### SET TASK 1
Answer these questions about the page on normalizing data for a neural network:
(a) Which variable's minimum and maximum are saved before normalization?
(b) To what range are the data normalized?
(c) Which columns does the scale function leave unchanged?

::: PAGE TEXT

To calculate the RMSE of the price prediction later on, the maximum and minimum price need to be taken before the data are normalised on a scale from 0 to 1.

# set maximum and minimum values for price since they will be needed later on to scale it back
minimum <- min(corolla[,3])
maximum <- max(corolla[,3])

Because for neural networks all data need to be normalised, the following function will be introduced for that. It takes a dataframe and returns a dataframe but with normalised values.

# define a function to scale the data
scale <- function(array){ # the variable gets as input the variable array, for later use it will be a dataframe
  for (j in 1:length(array)){ # go through every column
    len = length(array[,j]) # set len to the length of that column
    min = min(array[,j]) # set min to the minimal value of that column
    max = max(array[,j]) # set max to the maximum value of that column
    if (is.numeric(array[2,j])){ # only scale columns that have numeric values
      for (i in 1:len){ # go through every row of that column
        array[i,j] <- (array[i,j]-min)/(max-min) # apply the formula Xnorm = (X-a)/(b-a) to scale values from that column and replace the old value with the new scaled value
      }
    }
  }
  return(data.frame(array)) # return the scaled dataframe
}

The function is applied as follows.

::::::
::: DATA SECTION

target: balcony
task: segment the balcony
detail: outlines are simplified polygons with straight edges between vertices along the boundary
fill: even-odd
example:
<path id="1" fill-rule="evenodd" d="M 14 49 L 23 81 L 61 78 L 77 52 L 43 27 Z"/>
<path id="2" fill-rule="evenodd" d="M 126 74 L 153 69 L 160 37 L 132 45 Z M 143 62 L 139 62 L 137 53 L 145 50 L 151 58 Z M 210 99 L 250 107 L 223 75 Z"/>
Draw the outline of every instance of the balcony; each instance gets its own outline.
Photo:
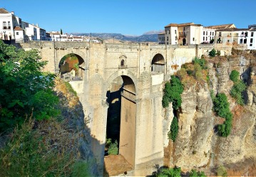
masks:
<path id="1" fill-rule="evenodd" d="M 179 37 L 180 38 L 185 38 L 186 37 L 185 33 L 179 32 Z"/>
<path id="2" fill-rule="evenodd" d="M 126 65 L 118 65 L 118 69 L 127 69 L 128 66 Z"/>
<path id="3" fill-rule="evenodd" d="M 3 29 L 11 29 L 11 26 L 3 26 Z"/>

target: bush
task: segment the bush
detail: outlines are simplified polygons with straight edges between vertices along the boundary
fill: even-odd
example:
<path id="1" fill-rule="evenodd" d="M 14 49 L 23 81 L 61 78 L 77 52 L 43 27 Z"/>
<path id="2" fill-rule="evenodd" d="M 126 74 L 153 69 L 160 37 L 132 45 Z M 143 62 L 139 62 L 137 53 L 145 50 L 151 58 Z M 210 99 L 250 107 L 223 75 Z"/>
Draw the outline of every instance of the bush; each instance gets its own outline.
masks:
<path id="1" fill-rule="evenodd" d="M 214 110 L 217 115 L 225 118 L 230 112 L 230 104 L 227 102 L 227 96 L 224 93 L 218 93 L 214 100 Z"/>
<path id="2" fill-rule="evenodd" d="M 196 171 L 193 169 L 190 173 L 190 177 L 206 177 L 206 175 L 203 171 Z"/>
<path id="3" fill-rule="evenodd" d="M 163 90 L 163 96 L 162 100 L 162 105 L 163 107 L 167 107 L 169 102 L 173 102 L 173 108 L 178 109 L 181 105 L 180 94 L 183 92 L 183 87 L 178 77 L 173 75 L 171 76 L 170 82 L 166 82 Z"/>
<path id="4" fill-rule="evenodd" d="M 0 41 L 0 132 L 22 124 L 32 112 L 36 119 L 59 113 L 55 75 L 41 70 L 46 64 L 36 50 L 17 50 Z"/>
<path id="5" fill-rule="evenodd" d="M 193 60 L 193 64 L 198 64 L 200 65 L 200 66 L 201 67 L 202 70 L 203 69 L 206 69 L 206 66 L 205 66 L 205 63 L 206 63 L 206 61 L 205 61 L 205 59 L 204 58 L 198 58 L 197 57 L 195 57 Z"/>
<path id="6" fill-rule="evenodd" d="M 118 143 L 117 140 L 116 140 L 114 143 L 110 144 L 108 153 L 109 155 L 118 154 Z"/>
<path id="7" fill-rule="evenodd" d="M 214 110 L 216 114 L 225 119 L 222 124 L 217 126 L 218 134 L 221 136 L 227 137 L 231 132 L 232 114 L 230 111 L 230 104 L 227 96 L 224 93 L 217 94 L 213 100 Z"/>
<path id="8" fill-rule="evenodd" d="M 211 57 L 215 57 L 216 55 L 216 50 L 213 48 L 212 50 L 210 50 L 209 52 L 209 55 Z"/>
<path id="9" fill-rule="evenodd" d="M 220 166 L 217 169 L 217 176 L 226 177 L 227 176 L 227 170 L 223 166 Z"/>
<path id="10" fill-rule="evenodd" d="M 245 101 L 242 92 L 245 90 L 245 84 L 239 78 L 240 73 L 237 70 L 232 70 L 230 75 L 230 78 L 234 82 L 233 87 L 230 90 L 230 95 L 235 98 L 237 104 L 245 104 Z"/>
<path id="11" fill-rule="evenodd" d="M 236 82 L 238 81 L 240 75 L 240 74 L 239 73 L 239 72 L 234 70 L 230 73 L 230 79 L 234 82 Z"/>
<path id="12" fill-rule="evenodd" d="M 169 139 L 175 141 L 178 136 L 178 129 L 179 129 L 179 125 L 178 125 L 178 118 L 176 117 L 174 117 L 172 123 L 170 124 L 170 132 L 168 132 Z"/>
<path id="13" fill-rule="evenodd" d="M 180 177 L 181 169 L 179 168 L 163 168 L 157 176 L 159 177 Z"/>

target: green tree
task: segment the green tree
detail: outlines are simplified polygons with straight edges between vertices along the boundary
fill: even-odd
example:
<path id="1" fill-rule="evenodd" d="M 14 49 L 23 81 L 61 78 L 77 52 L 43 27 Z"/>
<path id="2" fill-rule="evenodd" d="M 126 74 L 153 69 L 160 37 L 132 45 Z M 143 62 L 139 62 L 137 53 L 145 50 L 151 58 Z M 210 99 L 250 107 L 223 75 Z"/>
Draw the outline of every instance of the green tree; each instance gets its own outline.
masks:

::::::

### SET TASK 2
Reproduce the listing verbatim from the line containing "target: green tree" through the end of the listing, with nothing else.

### TASK SOLUTION 1
(a) Price, taken from column 3 of corolla.
(b) From 0 to 1.
(c) Columns that do not have numeric values.

### TASK SOLUTION 2
target: green tree
task: segment the green tree
detail: outlines are simplified polygons with straight edges between vertices along the boundary
fill: even-odd
example:
<path id="1" fill-rule="evenodd" d="M 14 49 L 23 81 L 61 78 L 77 52 L 43 27 Z"/>
<path id="2" fill-rule="evenodd" d="M 126 74 L 153 69 L 160 37 L 132 45 Z M 143 62 L 139 62 L 137 53 L 145 50 L 151 58 Z M 210 99 L 250 107 L 223 75 Z"/>
Draw the outline of every instance of the green tree; each instance gets its own outline.
masks:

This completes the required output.